EXERCISE SET →
(A) Turn the paragraph of the blog post below that begins "at the time, tod was care taking" into a short list that keeps its main facts.
(B) Extend the blog post below about Tod leaving Huntsville, starting right after its final sentence.

DOCUMENT PASSAGE →
— start —
3/12/11

a new chapter

many of you know that tod went to washington for five weeks.  he returned a week ago.  fast forward to now and it appears that everything is no longer ever going to be the same.  he has decided it is time for him to move on, leave huntsville and 'us' and continue on his own journey through life.

i can't say that i am shocked.  i will try not to write too much about him here as it is his journey and story to tell online if he ever decides to do that.  suffice to say we have been friends and partners if you will, for about seven years.  i met tod when i was on the road, on MY journey towards becoming an artist.  i had been gone from arizona for just over a year and after a summer of more driving/camping across the states and canada, i landed in vermont and eventually decided to spend a winter there.  it was late summer/early fall and after deciding i was really going to get a little apartment in waterbury, vermont, i soon met tod who lived in stowe.  we became fast friends and within a few months i moved in with him.  my art world began too.  i was finally in a place i could collect materials and still had some money left from my savings to take the time necessary to explore and learn. play.  find my artist voice. 

at the time, tod was care taking in a large home up near the von trapp lodge.  it was a slice of paradise for the most part (nothing is ever perfect let us not forget but thats another story).  his life had changed radically over the last few years and he is was in hibernation phase.  my life had changed radically too as i ended my 20 year career as a masseuse and  ventured out into the unknown with little more than clothes and necessities that fit into my car.  it was a time of exploration for both of us.  he had been dabbling with writing and art but the commitment or drive wasn't as strong, in a way we were a perfect fit as he loved being a part of my process and going out on 'finds' to see what juicy things could be had.  he liked to go on long drives just so i could take pictures for my mixed media wall pieces.  when i think about it it is pretty incredible that we got to live for free in a huge house in the middle of seemingly nowhere and mostly do as we pleased.
— end —
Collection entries
— start —
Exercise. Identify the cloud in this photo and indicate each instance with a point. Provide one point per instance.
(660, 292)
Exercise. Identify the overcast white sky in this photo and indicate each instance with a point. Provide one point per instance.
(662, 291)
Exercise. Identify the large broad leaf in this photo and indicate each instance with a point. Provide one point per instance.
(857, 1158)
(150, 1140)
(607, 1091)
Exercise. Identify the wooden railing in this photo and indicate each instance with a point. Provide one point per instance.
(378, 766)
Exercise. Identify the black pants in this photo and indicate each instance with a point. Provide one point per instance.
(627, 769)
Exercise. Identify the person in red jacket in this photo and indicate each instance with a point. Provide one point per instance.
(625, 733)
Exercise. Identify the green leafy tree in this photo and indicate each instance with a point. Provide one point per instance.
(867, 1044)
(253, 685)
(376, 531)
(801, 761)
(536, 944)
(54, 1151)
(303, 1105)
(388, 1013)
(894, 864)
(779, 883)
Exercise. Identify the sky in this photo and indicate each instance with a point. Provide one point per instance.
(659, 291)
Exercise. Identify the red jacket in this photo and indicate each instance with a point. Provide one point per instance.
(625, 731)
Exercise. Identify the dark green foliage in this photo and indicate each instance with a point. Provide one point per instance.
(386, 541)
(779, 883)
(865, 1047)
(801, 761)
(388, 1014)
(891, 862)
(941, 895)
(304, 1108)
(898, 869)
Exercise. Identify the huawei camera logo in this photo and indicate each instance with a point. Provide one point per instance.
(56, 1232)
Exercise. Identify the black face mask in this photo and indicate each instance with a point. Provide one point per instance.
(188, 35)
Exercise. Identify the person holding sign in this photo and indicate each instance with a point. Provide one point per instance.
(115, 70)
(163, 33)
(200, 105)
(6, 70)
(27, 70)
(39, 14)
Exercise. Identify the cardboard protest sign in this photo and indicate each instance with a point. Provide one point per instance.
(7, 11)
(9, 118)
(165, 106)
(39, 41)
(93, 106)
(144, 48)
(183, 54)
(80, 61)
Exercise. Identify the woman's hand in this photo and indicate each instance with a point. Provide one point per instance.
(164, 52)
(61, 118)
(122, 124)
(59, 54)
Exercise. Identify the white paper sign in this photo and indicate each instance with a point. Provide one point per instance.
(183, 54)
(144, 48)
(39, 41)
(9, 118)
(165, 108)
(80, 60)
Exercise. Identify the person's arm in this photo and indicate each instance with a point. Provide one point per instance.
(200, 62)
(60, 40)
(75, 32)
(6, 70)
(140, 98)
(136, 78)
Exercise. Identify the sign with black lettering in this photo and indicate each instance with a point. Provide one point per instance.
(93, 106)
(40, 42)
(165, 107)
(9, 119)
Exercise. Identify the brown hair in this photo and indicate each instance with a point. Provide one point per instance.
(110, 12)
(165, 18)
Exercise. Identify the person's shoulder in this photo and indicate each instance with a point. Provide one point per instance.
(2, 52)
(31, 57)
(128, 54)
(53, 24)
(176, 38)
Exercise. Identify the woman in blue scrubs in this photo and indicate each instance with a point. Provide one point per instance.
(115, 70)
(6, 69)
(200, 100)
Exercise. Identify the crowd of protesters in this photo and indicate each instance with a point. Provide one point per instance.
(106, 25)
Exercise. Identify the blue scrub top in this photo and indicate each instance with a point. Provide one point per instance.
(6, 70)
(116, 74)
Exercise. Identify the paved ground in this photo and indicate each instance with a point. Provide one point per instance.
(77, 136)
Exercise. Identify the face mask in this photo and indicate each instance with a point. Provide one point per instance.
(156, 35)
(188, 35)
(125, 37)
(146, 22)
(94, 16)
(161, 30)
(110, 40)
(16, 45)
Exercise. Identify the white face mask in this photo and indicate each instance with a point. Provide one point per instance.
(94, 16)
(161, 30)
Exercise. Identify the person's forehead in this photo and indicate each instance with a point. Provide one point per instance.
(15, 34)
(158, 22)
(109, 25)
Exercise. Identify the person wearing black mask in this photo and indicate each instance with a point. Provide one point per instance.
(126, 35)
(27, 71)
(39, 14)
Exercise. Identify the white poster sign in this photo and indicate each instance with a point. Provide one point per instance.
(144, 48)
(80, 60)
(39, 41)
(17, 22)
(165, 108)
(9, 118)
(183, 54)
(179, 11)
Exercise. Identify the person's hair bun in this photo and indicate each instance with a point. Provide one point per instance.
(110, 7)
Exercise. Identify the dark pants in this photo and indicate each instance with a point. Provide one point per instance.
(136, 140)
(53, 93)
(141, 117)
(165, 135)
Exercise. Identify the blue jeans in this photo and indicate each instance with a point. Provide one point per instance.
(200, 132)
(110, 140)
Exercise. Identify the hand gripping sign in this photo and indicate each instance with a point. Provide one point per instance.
— end —
EXPECTED ANSWERS →
(A)
- Tod was caretaking a large home near the von Trapp Lodge, which was mostly a slice of paradise.
- His life had changed radically over the previous few years, and he was in a hibernation phase.
- The writer had ended a 20-year career as a masseuse and set out into the unknown with little more than what fit in a car.
- It was a time of exploration for both of them.
- Tod had dabbled in writing and art without strong commitment. He loved being part of the writer's process, going on "finds" and taking long drives so the writer could photograph material for mixed media wall pieces.
- They lived for free in a huge house in the middle of seemingly nowhere and mostly did as they pleased.

(B)
nothing lasts though. my money was running out. his money done ran out and then some.  he got a job in stowe driving a taxi and my art got picked up by local galleries and i was making enough to live (since i didn't pay rent and all).  i too drove the cab sometimes but  i was determined to make it with art and was actually making it until the economy blew a fuse. fast forward five years and we move to huntsville texas thanks to nellie sending me an online article about dan phillips. it felt right.  we knew the house we caretook for was going to be sold soon and vermont just wasn't feeling like a supportive environment anymore.  we both were ready to be more 'in the world' and not stuck on a mountain.  winters were getting long and hard and i just wanted to be in the sunshine again and not try to work outside in harsh conditions.  we went for it and moved to huntsville, texas oct of 2009.

we both were intrigued by the idea of  functional art and dan's houses are definitely functional art.  it did turn out that we helped work on the bone house but i soon found myself unable to stay away from my own art and physically handle the work for the phoenix commotion (too many years as a masseuse kind of screwed up my body)  i spent more and more time on my own art and eventually stopped working with the phoenix commotion altogether.  tod lasted a bit longer than i did but he had physical limitations as well and was also feeling there was something else he needed to be doing.  huntsville doesn't offer distractions.  you either know what you want to do and do it or you go nuts.  you dont get to escape here.  (ironic isn't it that there are 23+ prison wards in huntsville) bad joke...

anyhow.  i dove head first into my vase making and flower making and tod tried to dive there too.  truth be told he made some really cool flowers that touch me so much i almost can't stand looking at them.  he has a gift for art. for seeing.  for finding things....but he doesn't enjoy it the same way.  he isn't wanting to spend day after day hour after hour working on something.  he has too much logic or something floating around in his brain.  it isn't (to use his words) 'satisfying' the way it is for me.  i can spend the whole day working on something and not want to stop but he gets angry and frustrated after an hour.  not a good sign.  what he does crave is intellectual stimulation.  culture.  literature.  stimulation that quite frankly does not exist here the way it does in washington.  i get it.  it was good to hear he met some people in washington his last week there on Vashon Island.  you  know its a good sign when out of the blue you meet people and they invite you to come back and maybe rent a room or whatever ...you know its a good sign when you are looking and you find.  when you are found.  that is what happened to me in vermont and i have a feeling that is what is happening to tod right now.  i think he has found some people that are on the path he is to travel on.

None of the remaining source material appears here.